About this task:
Write out exactly the lines of the entries below from the one holding "Target: city skyline" to the one holding "Target: white office tower", inclusive, and leave out all other lines.

Materials provided:
★ ★ ★
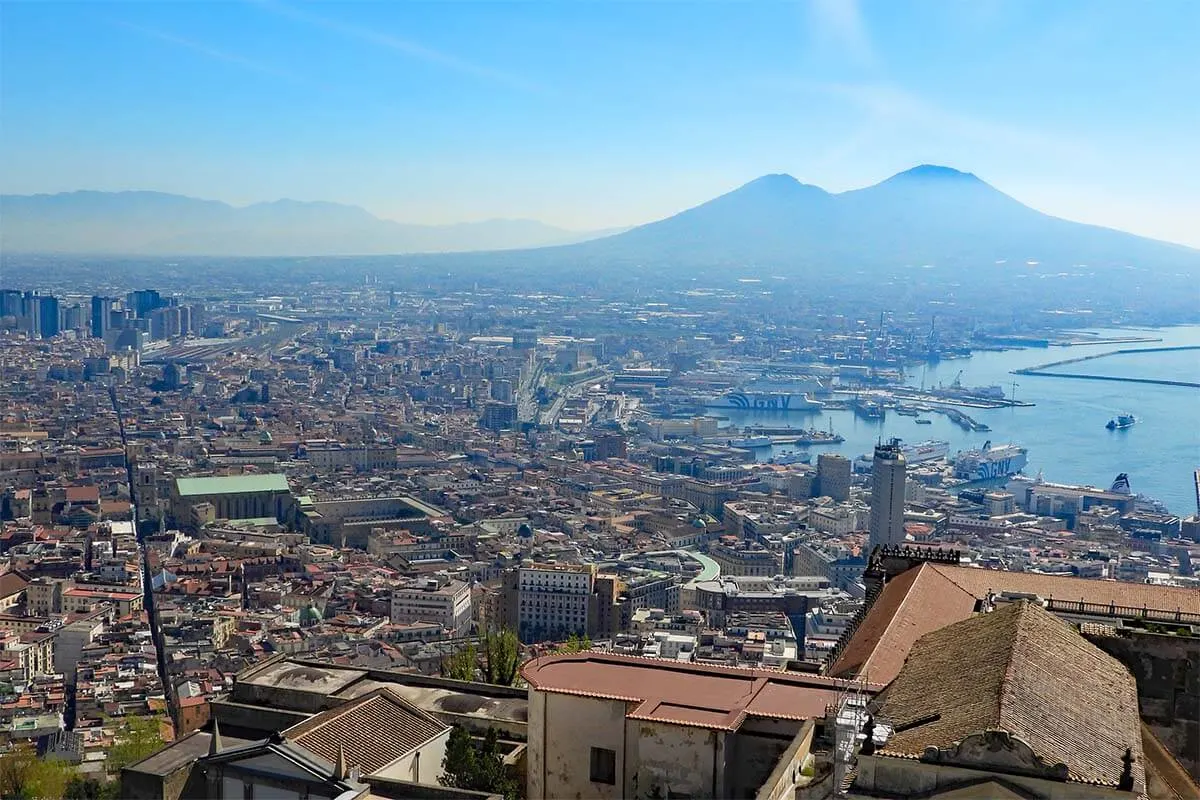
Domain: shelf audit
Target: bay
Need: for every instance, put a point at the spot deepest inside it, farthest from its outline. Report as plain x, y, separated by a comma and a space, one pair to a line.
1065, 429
★ ★ ★
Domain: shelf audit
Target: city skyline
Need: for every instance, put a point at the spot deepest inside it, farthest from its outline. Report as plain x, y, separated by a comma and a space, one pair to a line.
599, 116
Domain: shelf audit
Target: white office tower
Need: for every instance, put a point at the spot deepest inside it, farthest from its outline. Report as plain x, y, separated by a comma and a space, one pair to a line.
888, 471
★ ★ ★
Answer space:
Target: city skyline
Need: for every instance, put a point at the spot deepest inside it, farthest from its outline. Report as plain x, y, separated by a comma and a space, one pair to a line.
599, 116
Domain: shelf audit
Target: white office tower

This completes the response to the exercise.